Copy the records below, putting "pair of pixel coordinates" wherever "pixel coordinate pair" occurs and keeping every other character the same.

• _Records provided_
◇ ◇ ◇ ◇
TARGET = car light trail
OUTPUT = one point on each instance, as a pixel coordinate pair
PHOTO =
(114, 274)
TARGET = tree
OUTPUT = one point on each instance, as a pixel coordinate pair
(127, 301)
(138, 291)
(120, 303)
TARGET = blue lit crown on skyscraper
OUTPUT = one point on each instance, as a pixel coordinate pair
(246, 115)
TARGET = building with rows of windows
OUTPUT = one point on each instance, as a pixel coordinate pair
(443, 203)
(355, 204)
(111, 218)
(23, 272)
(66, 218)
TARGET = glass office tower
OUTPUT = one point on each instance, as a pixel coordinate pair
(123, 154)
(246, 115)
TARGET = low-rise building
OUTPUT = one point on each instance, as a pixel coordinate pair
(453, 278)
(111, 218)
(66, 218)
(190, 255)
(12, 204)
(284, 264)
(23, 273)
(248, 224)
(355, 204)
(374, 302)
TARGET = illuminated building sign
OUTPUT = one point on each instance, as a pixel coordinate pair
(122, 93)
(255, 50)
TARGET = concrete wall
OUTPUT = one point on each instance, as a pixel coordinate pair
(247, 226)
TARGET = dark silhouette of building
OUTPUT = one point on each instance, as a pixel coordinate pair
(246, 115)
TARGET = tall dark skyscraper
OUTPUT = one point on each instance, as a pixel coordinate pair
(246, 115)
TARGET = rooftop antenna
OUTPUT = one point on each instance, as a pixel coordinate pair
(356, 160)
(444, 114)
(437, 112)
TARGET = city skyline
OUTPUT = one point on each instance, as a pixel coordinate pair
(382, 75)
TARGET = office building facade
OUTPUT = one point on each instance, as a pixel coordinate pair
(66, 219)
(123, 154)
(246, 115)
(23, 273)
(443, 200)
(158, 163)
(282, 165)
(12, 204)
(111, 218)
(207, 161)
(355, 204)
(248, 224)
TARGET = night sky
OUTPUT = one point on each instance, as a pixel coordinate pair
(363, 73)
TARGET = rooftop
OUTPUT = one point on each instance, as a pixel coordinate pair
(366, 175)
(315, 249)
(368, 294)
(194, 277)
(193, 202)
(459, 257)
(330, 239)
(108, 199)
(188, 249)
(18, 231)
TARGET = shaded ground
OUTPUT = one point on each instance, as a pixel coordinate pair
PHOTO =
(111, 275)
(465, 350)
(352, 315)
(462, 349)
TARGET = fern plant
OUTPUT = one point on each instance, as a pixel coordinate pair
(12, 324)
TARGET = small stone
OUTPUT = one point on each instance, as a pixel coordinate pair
◇ ◇ ◇ ◇
• _Solution for this exercise_
TARGET = car light trail
OUTPUT = one point on each instance, as a pair of pixel coordinates
PHOTO =
(114, 274)
TARGET = tree
OUTPUT = one point on each instance, as a pair of pixel coordinates
(127, 301)
(138, 291)
(120, 303)
TARGET = blue lit crown on skyscraper
OUTPUT = one point on each instance, as a pair of pixel coordinates
(246, 115)
TARGET = building with rows of windows
OUTPUT = one point on each instance, as a pair of pixel coordinates
(443, 203)
(355, 204)
(111, 218)
(23, 272)
(66, 218)
TARGET = glass office tower
OUTPUT = one point on each instance, as a pair of pixel coordinates
(123, 154)
(246, 115)
TARGET = low-rise building
OUTPUT = one point on each instance, as a pair of pixel coordinates
(453, 278)
(111, 218)
(66, 218)
(190, 255)
(12, 204)
(284, 264)
(23, 273)
(248, 224)
(355, 204)
(374, 302)
TARGET = illuminated building sign
OUTPUT = one point on each instance, as a pair of pixel coordinates
(122, 93)
(255, 50)
TARGET = concrete wall
OUTPUT = one point on each instance, as a pair of pixel coordinates
(247, 226)
TARGET = dark silhouette of building
OUTPUT = one point on each instance, as a pair of pixel coordinates
(246, 115)
TARGET = tall dark skyscraper
OUTPUT = one point on each instance, as a pair of pixel coordinates
(246, 115)
TARGET = rooftop antenna
OUTPUT = one point on each instance, as a pair of pixel coordinates
(356, 160)
(444, 114)
(437, 112)
TARGET = city skyline
OUTPUT = one point on each instance, as a pair of pixel coordinates
(382, 75)
TARGET = office building facade
OUTPUT = one point on each instance, as a pair of pixel coordinates
(66, 219)
(123, 154)
(246, 115)
(23, 273)
(443, 200)
(158, 163)
(282, 165)
(12, 204)
(111, 218)
(207, 161)
(355, 204)
(248, 224)
TARGET = night sky
OUTPUT = one point on each instance, as a pair of pixel coordinates
(363, 73)
TARGET = rooftop
OUTPUT = one point on each instance, as a pair of pixel coordinates
(366, 175)
(315, 249)
(368, 294)
(194, 277)
(193, 202)
(459, 257)
(330, 239)
(108, 199)
(188, 249)
(18, 231)
TARGET = shaded ground
OUTPUT = one point on each instance, as a pair of pixel coordinates
PHOTO =
(111, 275)
(465, 350)
(352, 315)
(462, 349)
TARGET = fern plant
OUTPUT = one point on each instance, as a pair of pixel coordinates
(12, 324)
TARGET = small stone
OUTPUT = one point on each instance, as a pair of pixel coordinates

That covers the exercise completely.